• Stated goal
Return each line in the records below that contains the string "dirt". Treat uppercase and lowercase as different.

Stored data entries

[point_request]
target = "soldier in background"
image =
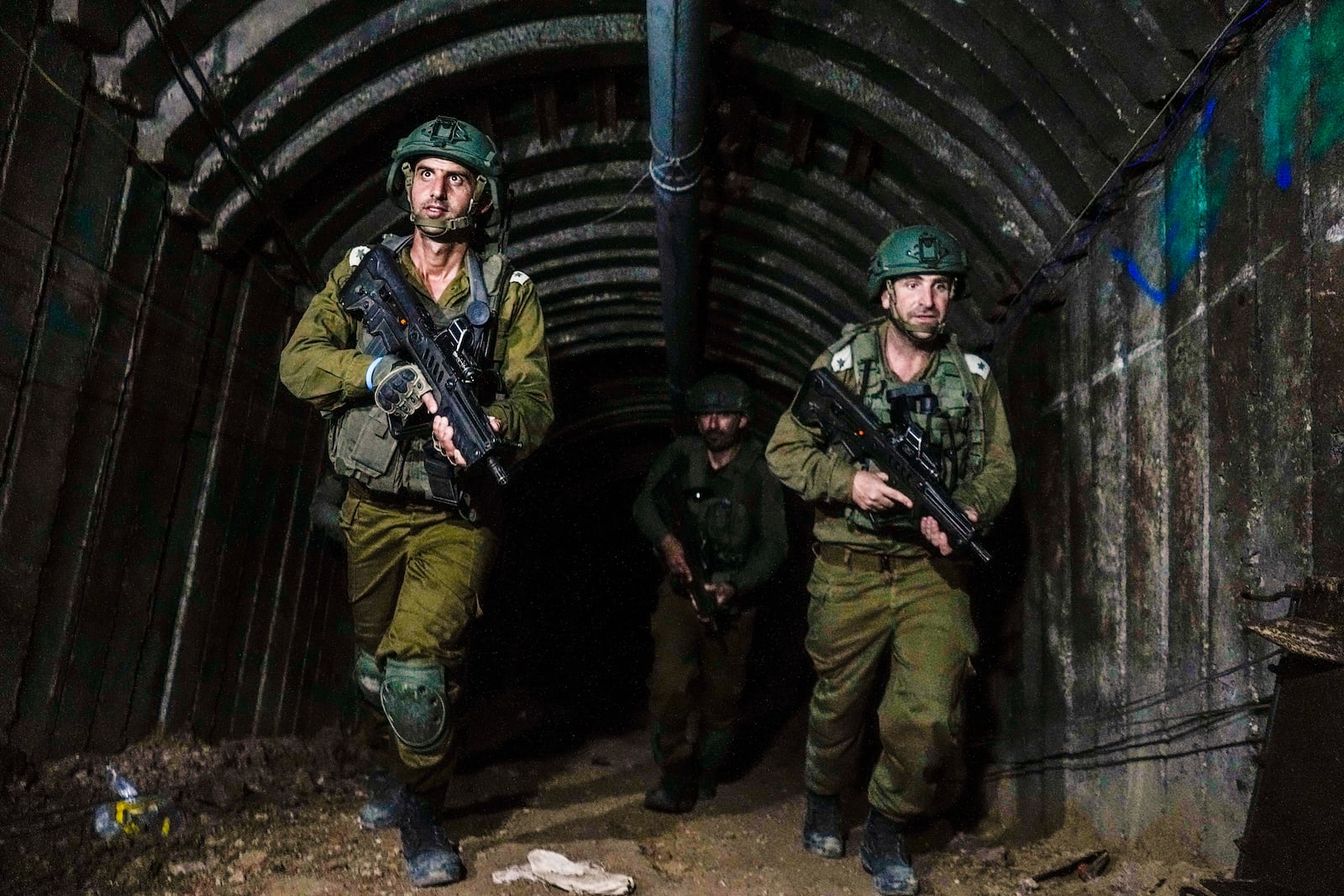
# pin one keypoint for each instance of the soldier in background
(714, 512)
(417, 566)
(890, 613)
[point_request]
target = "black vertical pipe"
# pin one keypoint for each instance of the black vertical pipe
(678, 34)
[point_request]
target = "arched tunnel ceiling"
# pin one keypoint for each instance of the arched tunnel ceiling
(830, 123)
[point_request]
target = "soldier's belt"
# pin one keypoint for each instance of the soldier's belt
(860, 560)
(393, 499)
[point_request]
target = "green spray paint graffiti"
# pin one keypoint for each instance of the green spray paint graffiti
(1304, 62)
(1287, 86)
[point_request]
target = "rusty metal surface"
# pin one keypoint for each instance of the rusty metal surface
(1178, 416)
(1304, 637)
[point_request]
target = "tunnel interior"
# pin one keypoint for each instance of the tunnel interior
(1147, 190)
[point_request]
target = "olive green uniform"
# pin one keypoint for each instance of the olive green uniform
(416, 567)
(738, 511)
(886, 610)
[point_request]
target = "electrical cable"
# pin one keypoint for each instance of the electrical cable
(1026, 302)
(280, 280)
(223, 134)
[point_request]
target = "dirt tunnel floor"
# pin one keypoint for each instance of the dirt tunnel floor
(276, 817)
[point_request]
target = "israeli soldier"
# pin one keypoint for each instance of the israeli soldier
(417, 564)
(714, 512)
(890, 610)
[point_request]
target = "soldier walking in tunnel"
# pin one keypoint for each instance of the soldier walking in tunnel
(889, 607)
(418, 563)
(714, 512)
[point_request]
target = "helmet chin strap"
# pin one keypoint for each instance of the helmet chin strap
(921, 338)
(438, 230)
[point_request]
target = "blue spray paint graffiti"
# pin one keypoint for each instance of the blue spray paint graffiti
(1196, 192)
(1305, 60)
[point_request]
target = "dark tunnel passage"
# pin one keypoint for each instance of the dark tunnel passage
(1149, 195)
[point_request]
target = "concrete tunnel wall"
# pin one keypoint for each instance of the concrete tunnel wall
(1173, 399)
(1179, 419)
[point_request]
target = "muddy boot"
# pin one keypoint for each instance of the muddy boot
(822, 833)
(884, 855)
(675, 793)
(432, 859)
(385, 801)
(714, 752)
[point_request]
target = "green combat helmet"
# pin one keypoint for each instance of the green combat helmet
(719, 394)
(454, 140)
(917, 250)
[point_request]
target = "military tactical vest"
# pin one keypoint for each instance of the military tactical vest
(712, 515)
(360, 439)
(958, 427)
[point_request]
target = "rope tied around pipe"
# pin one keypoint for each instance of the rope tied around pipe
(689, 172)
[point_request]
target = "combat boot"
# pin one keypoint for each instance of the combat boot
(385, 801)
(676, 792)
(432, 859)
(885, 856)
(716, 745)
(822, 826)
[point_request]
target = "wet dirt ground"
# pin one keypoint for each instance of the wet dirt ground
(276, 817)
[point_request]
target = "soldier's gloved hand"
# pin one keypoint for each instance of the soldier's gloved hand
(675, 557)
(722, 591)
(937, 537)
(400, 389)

• Solution to the exercise
target = "dirt tunnel floor"
# pin one keypoint for each instance of the dirt tunnel floor
target = "wet dirt ground"
# pin one keypoint for each instance of the wet dirt ground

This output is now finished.